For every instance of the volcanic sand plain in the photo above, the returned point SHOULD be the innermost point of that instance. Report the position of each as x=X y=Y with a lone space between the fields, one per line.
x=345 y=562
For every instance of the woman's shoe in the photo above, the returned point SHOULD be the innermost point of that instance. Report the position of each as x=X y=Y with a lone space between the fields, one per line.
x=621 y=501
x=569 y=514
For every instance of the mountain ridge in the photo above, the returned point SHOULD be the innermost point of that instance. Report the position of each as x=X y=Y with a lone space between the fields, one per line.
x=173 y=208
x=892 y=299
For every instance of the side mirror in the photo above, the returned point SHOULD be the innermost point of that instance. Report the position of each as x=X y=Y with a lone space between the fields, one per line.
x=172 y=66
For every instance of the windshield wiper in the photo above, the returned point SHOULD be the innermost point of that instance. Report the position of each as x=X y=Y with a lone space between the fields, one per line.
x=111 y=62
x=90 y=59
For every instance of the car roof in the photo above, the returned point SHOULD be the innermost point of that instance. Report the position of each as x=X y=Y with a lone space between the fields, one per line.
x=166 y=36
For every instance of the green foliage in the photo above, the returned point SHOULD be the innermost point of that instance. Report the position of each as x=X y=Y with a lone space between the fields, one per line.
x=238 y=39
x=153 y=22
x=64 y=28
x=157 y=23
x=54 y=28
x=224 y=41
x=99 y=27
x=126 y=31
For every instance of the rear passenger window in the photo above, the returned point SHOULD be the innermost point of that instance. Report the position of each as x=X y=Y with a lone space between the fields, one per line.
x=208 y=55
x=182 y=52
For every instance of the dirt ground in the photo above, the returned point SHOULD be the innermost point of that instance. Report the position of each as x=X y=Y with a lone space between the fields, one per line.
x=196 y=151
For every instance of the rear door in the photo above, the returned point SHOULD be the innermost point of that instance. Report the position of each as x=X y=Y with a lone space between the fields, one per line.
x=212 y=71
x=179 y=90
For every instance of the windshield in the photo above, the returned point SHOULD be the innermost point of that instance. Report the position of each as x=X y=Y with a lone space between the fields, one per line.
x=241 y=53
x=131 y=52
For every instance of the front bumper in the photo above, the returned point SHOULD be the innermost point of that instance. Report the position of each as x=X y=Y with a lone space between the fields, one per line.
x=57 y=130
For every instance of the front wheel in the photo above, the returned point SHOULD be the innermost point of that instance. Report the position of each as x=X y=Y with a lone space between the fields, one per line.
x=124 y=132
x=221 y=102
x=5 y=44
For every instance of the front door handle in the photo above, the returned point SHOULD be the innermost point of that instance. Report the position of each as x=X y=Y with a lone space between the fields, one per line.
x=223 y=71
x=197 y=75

···

* About this task:
Each entry in the listing is to be output exactly as given.

* Solution:
For every instance of the volcanic sand plain in the photo above, the returned point SHOULD be the innermost point of that instance. Report the position of each as x=X y=Y with a lone space between the fields, one per line.
x=345 y=562
For every instance of the woman's shoe in the photo above, the returned point SHOULD be the innermost point of that instance. Report the position of each as x=X y=Y with a lone space between the fields, one per line.
x=621 y=501
x=569 y=514
For every instance of the mountain ridge in the photo above, the returned point SHOULD be the innermost point of that instance. Report the position of each as x=X y=Y with a lone space between the fields, one per line.
x=173 y=208
x=892 y=299
For every instance of the side mirror in the photo above, the returned point SHOULD be the innermost point of that instance. Report the position of each as x=X y=Y with a lone space between the fields, one per line.
x=172 y=66
For every instance of the windshield wiper in the photo above, the returned point SHOULD be the innermost point of that instance. Report the position of each as x=X y=Y with a lone space between the fields, one per line.
x=111 y=62
x=90 y=59
For every instance of the car roof in the photo above, the returned point SHOULD be the innermost point of that instance. Report the position of each as x=X y=Y with a lone space between the fields, one per line.
x=166 y=36
For every instance of the green foliage in the photo above, the returned point SHOULD be the innermost point of that instance. Report the position of each as x=X y=Y with a lone space between the fields, one per line.
x=238 y=39
x=153 y=22
x=64 y=28
x=157 y=23
x=54 y=28
x=224 y=41
x=99 y=27
x=126 y=31
For every instance of the rear passenger window in the photo above, the returned point SHOULD be the innermost point of that instance. Report the position of each as x=X y=Y with a lone space between the fields, one per line.
x=208 y=55
x=182 y=52
For every instance of the dirt ground in the photo above, the returned point SHOULD be the innermost point of that instance. Report the position of each as x=X y=Y with a lone space between the fields, one per line.
x=196 y=151
For every instance of the rear door in the photo above, the returned point SHOULD be the innermost point of that instance. Report the position of each as x=X y=Y with a lone space between the fields, one per line.
x=212 y=71
x=179 y=90
For every instance of the windshield in the photo above, the returned point SHOULD be the innermost point of that instance. Report the position of each as x=X y=Y with a lone space between the fields, one per line.
x=241 y=53
x=131 y=52
For every instance of the front bumper in the photo above, the returned point SHOULD be the innermost point of that instance. Report the position of each as x=X y=Y with a lone space between the fields, one per line.
x=57 y=130
For every instance of the front wheel in the photo above, the returned point SHOULD be the innermost point of that instance. Report the position of each as x=X y=Y with a lone space between the fields, one per line.
x=124 y=132
x=221 y=102
x=5 y=44
For every instance of the front door handle in the photo above, the returned point SHOULD be the innermost point of that instance. Report the position of each as x=X y=Y with a lone space between the fields, one per line.
x=223 y=71
x=197 y=75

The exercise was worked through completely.